#### AIM OF THE TASK:
Leave out the pictures and return every entry exactly as it appears.

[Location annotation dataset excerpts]
====
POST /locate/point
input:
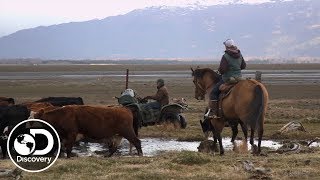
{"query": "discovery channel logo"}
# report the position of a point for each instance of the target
(33, 145)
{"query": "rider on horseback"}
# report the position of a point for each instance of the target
(230, 68)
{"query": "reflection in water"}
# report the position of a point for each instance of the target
(155, 146)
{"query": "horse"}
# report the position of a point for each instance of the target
(92, 122)
(246, 103)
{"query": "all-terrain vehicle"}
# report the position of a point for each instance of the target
(168, 113)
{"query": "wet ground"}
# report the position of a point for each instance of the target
(155, 146)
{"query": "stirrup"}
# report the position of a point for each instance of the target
(5, 137)
(208, 115)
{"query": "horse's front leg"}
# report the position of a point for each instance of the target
(254, 147)
(218, 125)
(234, 127)
(244, 130)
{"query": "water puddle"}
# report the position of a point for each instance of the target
(156, 146)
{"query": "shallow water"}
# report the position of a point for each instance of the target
(155, 146)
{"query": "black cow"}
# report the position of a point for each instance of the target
(9, 117)
(4, 101)
(62, 101)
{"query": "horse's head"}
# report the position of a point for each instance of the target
(203, 79)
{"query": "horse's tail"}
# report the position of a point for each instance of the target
(258, 105)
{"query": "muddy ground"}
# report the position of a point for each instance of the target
(290, 101)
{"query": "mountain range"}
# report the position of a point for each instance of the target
(277, 29)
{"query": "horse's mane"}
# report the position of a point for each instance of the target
(200, 72)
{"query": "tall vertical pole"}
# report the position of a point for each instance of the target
(127, 78)
(258, 75)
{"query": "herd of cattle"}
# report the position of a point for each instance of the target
(71, 119)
====
#### ANSWER:
POST /locate/point
input:
{"query": "discovery channel logo"}
# report the position of a point for each instance of the target
(33, 145)
{"query": "rider on horseback"}
# report the position of a point for each instance of the target
(230, 68)
{"query": "reflection in water"}
# report the position of a point for each instance of the target
(155, 146)
{"query": "horse"}
# report the position of a point for each instance of the target
(92, 122)
(246, 103)
{"query": "all-terrain vehicle"}
# report the position of a point for each instance of the target
(168, 113)
{"query": "wet ground"}
# report the position of a point for each instance of the target
(155, 146)
{"query": "stirrup"}
# report the position of a point for each instance of the target
(5, 137)
(208, 115)
{"query": "horse's front leg"}
# report the position of a point for each instance of the target
(254, 147)
(218, 125)
(234, 127)
(244, 130)
{"query": "water puddle"}
# report the position of a point for each instance of the target
(156, 146)
{"query": "shallow water"}
# report the position of a point for each instance of the target
(155, 146)
{"query": "black cow"}
# report the position of a point for each instance of the target
(9, 117)
(4, 101)
(62, 101)
{"query": "horse's head"}
# report the position of a point for each instance of the target
(203, 79)
{"query": "horse's tail"}
# report the position of a point for each instance of the target
(258, 105)
{"query": "muddy ground"}
# report the position of a point for each instance of the target
(290, 101)
{"query": "mountain range"}
# report the position of a point for each instance of the target
(277, 29)
{"query": "horse's mane"}
# report the position of a point for each instance of the target
(200, 72)
{"query": "tall vertical pole"}
# report the position of a point for each instance of the target
(127, 78)
(258, 75)
{"query": "herd of cattle"}
# report the position of a point for each instance of the target
(71, 119)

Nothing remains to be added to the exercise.